- **Tarea a realizar**: Reproduce estas líneas sin cambiar nada.

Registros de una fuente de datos
· · · ·

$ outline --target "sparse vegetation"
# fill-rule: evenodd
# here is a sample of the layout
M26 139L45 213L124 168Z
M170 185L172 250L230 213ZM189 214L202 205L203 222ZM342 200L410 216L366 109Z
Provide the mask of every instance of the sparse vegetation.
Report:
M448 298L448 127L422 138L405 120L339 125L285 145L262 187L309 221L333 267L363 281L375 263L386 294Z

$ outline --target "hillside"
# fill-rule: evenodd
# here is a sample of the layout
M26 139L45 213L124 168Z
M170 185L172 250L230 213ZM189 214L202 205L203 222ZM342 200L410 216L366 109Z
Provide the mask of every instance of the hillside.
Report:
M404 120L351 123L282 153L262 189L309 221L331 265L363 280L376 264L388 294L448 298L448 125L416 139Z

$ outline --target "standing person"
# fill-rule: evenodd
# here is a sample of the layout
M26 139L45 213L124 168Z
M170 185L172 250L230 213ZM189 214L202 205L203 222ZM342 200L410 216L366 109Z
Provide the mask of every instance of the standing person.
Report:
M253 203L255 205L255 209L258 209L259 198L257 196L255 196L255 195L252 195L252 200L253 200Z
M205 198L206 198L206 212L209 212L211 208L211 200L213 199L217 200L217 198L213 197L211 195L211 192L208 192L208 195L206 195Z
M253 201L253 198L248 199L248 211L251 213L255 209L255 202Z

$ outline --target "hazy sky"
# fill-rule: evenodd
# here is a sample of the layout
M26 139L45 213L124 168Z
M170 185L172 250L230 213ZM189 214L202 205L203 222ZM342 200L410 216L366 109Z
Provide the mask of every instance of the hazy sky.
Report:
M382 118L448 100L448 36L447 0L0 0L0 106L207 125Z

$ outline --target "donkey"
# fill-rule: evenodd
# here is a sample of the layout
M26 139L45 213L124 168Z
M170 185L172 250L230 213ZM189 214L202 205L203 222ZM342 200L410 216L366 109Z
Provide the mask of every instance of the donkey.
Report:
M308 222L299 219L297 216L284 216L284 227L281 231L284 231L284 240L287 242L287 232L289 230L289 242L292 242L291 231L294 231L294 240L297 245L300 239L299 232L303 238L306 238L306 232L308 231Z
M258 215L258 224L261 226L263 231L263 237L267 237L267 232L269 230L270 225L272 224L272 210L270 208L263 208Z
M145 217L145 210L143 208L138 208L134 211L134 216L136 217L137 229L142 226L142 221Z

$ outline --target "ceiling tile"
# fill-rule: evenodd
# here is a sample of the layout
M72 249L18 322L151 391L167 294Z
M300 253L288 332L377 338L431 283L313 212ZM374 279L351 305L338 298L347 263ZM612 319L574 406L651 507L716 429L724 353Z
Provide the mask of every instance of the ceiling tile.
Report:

· · · ·

- **La solución**:
$ outline --target "sparse vegetation"
# fill-rule: evenodd
# here is a sample of the layout
M26 139L45 213L124 168Z
M170 185L172 250L230 213ZM189 214L202 205L203 222ZM342 200L410 216L366 109Z
Provide the mask of every instance of the sparse vegetation.
Report:
M448 298L448 127L422 138L405 120L339 125L285 145L262 187L309 221L333 267L363 281L375 263L386 294Z

$ outline --target "hillside"
# fill-rule: evenodd
# here is a sample of the layout
M26 139L45 213L124 168Z
M170 185L172 250L230 213ZM189 214L202 205L203 222ZM342 200L410 216L366 109Z
Provide the mask of every instance of the hillside.
Report:
M404 120L351 123L282 153L262 189L309 221L331 265L363 280L376 264L388 294L448 298L448 125L416 139Z

$ outline --target "standing person"
# fill-rule: evenodd
# here is a sample of the layout
M26 139L45 213L124 168Z
M170 185L172 250L230 213ZM189 214L202 205L203 222ZM342 200L410 216L366 109Z
Provide the mask of every instance of the standing person.
Report:
M253 203L255 205L255 209L258 209L259 198L257 196L255 196L255 195L252 195L252 200L253 200Z
M205 198L206 198L206 212L209 212L211 208L211 200L213 199L217 200L217 198L213 197L211 195L211 192L208 192L208 195L206 195Z
M253 201L253 198L248 199L248 211L251 213L255 209L255 202Z

$ outline --target "hazy sky"
# fill-rule: evenodd
# here is a sample of the layout
M26 139L45 213L124 168Z
M170 185L172 250L230 213ZM189 214L202 205L203 222ZM342 200L410 216L366 109Z
Provide the mask of every instance of the hazy sky.
Report:
M382 118L448 100L448 36L447 0L0 0L0 106L207 125Z

$ outline --target "donkey"
# fill-rule: evenodd
# here is a sample of the layout
M26 139L45 213L124 168Z
M170 185L172 250L230 213ZM189 214L202 205L203 222ZM342 200L410 216L366 109Z
Provide the mask of every instance of the donkey.
Report:
M308 222L299 219L297 216L284 216L284 227L281 231L284 231L284 240L287 242L287 232L289 230L289 242L292 242L291 231L294 231L294 240L297 245L300 239L299 232L303 238L306 238L306 232L308 231Z
M258 215L258 224L261 226L263 231L263 237L267 237L267 232L269 230L270 225L272 224L272 210L270 208L263 208Z
M145 217L145 210L143 208L138 208L134 211L134 216L136 217L137 229L142 226L142 221Z

$ outline --target "ceiling tile"
# fill-rule: evenodd
# here is a sample of the layout
M72 249L18 322L151 391L167 294Z
M300 253L288 332L377 338L431 283L313 212ZM374 279L351 305L338 298L347 263ZM612 319L574 406L651 507L716 429L724 353Z
Provide the mask of every instance of the ceiling tile.
Report:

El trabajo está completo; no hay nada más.